WASHINGTON (Reuters) - Two extra mutations set the stage for the seasonal influenza virus to evolve into a form that now resists three of the four drugs designed to fight it, researchers reported on Thursday.
Their study, published in the journal Science, provides a way for scientists to keep an eye out for dangerous mutations in new flu viruses, including the ongoing pandemic of H1N1 swine flu.
Only four drugs are on the market to treat flu and two, the adamantines, are useless against virtually all circulating strains because the viruses have evolved resistance.
Tamiflu, known generically as oseltamivir, is the current drug of choice. It comes as a pill made by Roche AG under license from Gilead Sciences. GlaxoSmithKline makes an inhaled drug that works in a similar manner called Relenza, or zanamivir generically.
Both can help reduce flu symptoms if taken quickly and can keep the most vulnerable patients out of the hospital, or keep them alive if they are severely ill. But two years ago the common circulating strain of seasonal H1N1 developed resistance to Tamiflu.

++++++++++++++++++++

Render this sentence from the news report on flu drug resistance in Spanish: "Only four drugs are on the market to treat flu and two, the adamantines, are useless against virtually all circulating strains because the viruses have evolved resistance."

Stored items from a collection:
++++++++++++++++++++

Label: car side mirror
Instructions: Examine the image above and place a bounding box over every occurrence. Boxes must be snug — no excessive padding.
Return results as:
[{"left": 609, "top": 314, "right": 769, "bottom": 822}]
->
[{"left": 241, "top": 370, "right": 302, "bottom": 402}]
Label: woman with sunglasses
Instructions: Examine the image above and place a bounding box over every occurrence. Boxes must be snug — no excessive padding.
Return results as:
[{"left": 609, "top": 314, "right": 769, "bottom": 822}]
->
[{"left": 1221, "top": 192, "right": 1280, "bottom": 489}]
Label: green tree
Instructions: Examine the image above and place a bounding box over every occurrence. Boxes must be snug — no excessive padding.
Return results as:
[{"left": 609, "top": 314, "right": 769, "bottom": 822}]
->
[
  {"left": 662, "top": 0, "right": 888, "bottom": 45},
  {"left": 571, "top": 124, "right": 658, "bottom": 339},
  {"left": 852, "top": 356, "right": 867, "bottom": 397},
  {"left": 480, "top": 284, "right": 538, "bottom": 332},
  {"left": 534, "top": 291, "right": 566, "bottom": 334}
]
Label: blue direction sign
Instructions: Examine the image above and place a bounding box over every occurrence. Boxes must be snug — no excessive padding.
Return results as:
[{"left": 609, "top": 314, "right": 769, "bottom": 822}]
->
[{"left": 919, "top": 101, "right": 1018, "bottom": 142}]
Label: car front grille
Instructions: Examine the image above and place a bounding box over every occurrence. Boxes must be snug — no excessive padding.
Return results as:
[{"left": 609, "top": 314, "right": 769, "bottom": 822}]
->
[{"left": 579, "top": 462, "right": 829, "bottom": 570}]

++++++++++++++++++++

◆ Written answer ◆
Solo hay cuatro fármacos en el mercado para tratar la gripe, y dos, los adamantanos, son inútiles contra prácticamente todas las cepas circulantes porque los virus han desarrollado resistencia.